- _Source text_
-*-*-
The Digital Art Conundrum - how to evaluate digital art?
Computational Aesthetics
When in 2018 I was part of a committee advising on the content of a Dutch Digital Art Canon we soon found ourselves in a discussion on the range of art to consider. Digital devices have been part of developments in culture and society for decades, the arts included. They influenced, inspired, or even 'co-produced' the work of artists in performance, sculpture, robotics, sound art, and more. After much deliberation on how to acknowledge the wide scope and rich history of this field, the committee decided on using the idea of computational aesthetics, proposed by M. Beatrice Fazi and Matthew Fuller, as a conceptual grounding for the canon. It suggests an analytical way of looking at digital art in which "computation is as much a condition as it is a medium", while "acknowledging medium specificity involves reconsidering the notion of matter altogether, via the mobilization of all categories of the computational (whether sensuous, or logical, or both), and in light of the ontologies and epistemologies that computational systems initiate or participate in." Though accurate and precise, it is not easily understandable and a quite theoretical approach. To simplify their proposal: computational aesthetics offers a much-needed alternative to 'traditional' definitions of digital art as a purely technological or visual art form. It offers a broader perspective on the field.
Fazi and Fuller widen the scope of digital art to include works that do not necessarily involve computers, but originate from the same techno- and socio-cultural basis the computer1 derives from and operates in. This shared heritage makes computational aesthetics "certainly partially entwined" with the computer though. Most interestingly for the field of digital art, computational aesthetics is "founded on very specific articulations of that interlacing" in many individual works and practices.
It seems we cannot discuss the specifics of present-day art practices enough when technology or computational aesthetics are involved. With computers or 'computing machines' entering everyday life the field of digital art is indeed dissolving into a flood of works more or less fitting into the category. There is still a gap in knowledge about specifics in art involving or influenced by technology, even if it is slowly fading. Like the appreciation of most art benefits from experience and knowledge about the history of art, insight into specific art practices, and awareness of contextual issues, so does digital art gain a lot in the eye of the beholder when the observer is acquainted with these in digital art (or any art involving technology or science). Without it the richness of many works simply escapes you.
Many works of digital art have 'hidden' poetic, experimental, or critical layers that either extend on earlier art forms, such as the equally infinitely expanding conceptual art with its 'branch' of systems aesthetics, or which by nature of their use of distinctly novel technologies or scientific discoveries have no substantial precedent in art criticism and art theory. The first thing to realize therefore is that the depth or richness of works in digital art is most often not dependent on technology per se. Even when the appearance or actualization of a work is highly dependent on specific software, hardware, or media, the technology used is generally not at its core.
In my view even in the most hardcore artist tech explorations the basic incentive and key value is in the fascination for the vast intricacies of the technologies used and the universe they thus represent, or it is rather driven by the will to conquer this universe. Here we have artistic explorations of new materials pur sang, where even the first steps into a new territory can be artistically and culturally meaningful. These materials come with inherent social, economic, scientific and political histories and meaning. Rather than the relatively limited embodiment of history and meaning in for example materials like paint and canvas, the software and hardware of computing machines manifest an immense stacking or layering of histories and meaning. The layering differs per device and per system. What computational aesthetics does is reveal these histories and meaning as quite independent from physical manifestations in machines and devices, but still "entwined" with them. I present two examples from far ends of the computational aesthetics spectrum below.
-*-*-
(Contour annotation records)

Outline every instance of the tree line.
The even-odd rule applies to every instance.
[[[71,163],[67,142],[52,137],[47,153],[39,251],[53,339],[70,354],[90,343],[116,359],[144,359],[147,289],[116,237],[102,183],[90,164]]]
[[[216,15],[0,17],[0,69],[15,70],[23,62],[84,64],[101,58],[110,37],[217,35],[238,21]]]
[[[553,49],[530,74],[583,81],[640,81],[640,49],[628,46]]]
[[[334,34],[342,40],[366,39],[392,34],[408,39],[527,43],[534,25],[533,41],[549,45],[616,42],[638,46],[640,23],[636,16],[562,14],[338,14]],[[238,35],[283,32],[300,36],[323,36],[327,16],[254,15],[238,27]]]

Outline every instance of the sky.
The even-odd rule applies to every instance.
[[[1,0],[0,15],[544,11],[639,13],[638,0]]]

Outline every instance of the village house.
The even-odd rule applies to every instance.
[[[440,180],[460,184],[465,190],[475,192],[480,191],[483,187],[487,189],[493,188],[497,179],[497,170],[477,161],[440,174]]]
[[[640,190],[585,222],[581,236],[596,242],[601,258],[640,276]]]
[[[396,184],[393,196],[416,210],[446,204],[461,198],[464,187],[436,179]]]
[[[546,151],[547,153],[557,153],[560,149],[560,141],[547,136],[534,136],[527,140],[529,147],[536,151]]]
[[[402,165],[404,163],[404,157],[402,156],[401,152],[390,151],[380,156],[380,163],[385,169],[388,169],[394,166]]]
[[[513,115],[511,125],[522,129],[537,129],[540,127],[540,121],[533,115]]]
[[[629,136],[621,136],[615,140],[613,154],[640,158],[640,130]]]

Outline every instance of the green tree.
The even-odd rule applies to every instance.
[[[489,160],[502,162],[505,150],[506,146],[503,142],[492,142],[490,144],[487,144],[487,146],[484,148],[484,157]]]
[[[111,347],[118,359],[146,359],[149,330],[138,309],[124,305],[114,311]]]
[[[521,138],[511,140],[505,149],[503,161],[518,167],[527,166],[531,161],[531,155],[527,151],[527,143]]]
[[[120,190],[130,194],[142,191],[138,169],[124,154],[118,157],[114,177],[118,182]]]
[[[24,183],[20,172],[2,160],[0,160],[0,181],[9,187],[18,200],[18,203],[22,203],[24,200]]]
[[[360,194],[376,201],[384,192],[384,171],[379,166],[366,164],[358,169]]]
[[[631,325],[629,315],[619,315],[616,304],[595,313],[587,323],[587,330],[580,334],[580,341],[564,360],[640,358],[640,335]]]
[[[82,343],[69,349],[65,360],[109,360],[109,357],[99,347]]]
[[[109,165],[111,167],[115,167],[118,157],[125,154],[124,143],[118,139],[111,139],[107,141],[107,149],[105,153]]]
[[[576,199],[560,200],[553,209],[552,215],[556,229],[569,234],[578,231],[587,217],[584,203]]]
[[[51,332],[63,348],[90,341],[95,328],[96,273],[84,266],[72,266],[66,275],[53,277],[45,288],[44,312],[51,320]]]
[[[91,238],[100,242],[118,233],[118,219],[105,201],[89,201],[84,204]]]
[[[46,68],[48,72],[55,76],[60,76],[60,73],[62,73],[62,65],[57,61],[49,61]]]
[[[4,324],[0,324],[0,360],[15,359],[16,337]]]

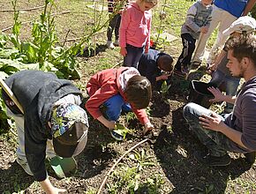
-*-*-
- _Short exercise_
Reproduce the passage of the essay on evaluating digital art that opens with the words containing "Many works of" and closes with "at its core.", swapping "conceptual art" for "minimal art".

- _Response_
Many works of digital art have 'hidden' poetic, experimental, or critical layers that either extend on earlier art forms, such as the equally infinitely expanding minimal art with its 'branch' of systems aesthetics, or which by nature of their use of distinctly novel technologies or scientific discoveries have no substantial precedent in art criticism and art theory. The first thing to realize therefore is that the depth or richness of works in digital art is most often not dependent on technology per se. Even when the appearance or actualization of a work is highly dependent on specific software, hardware, or media, the technology used is generally not at its core.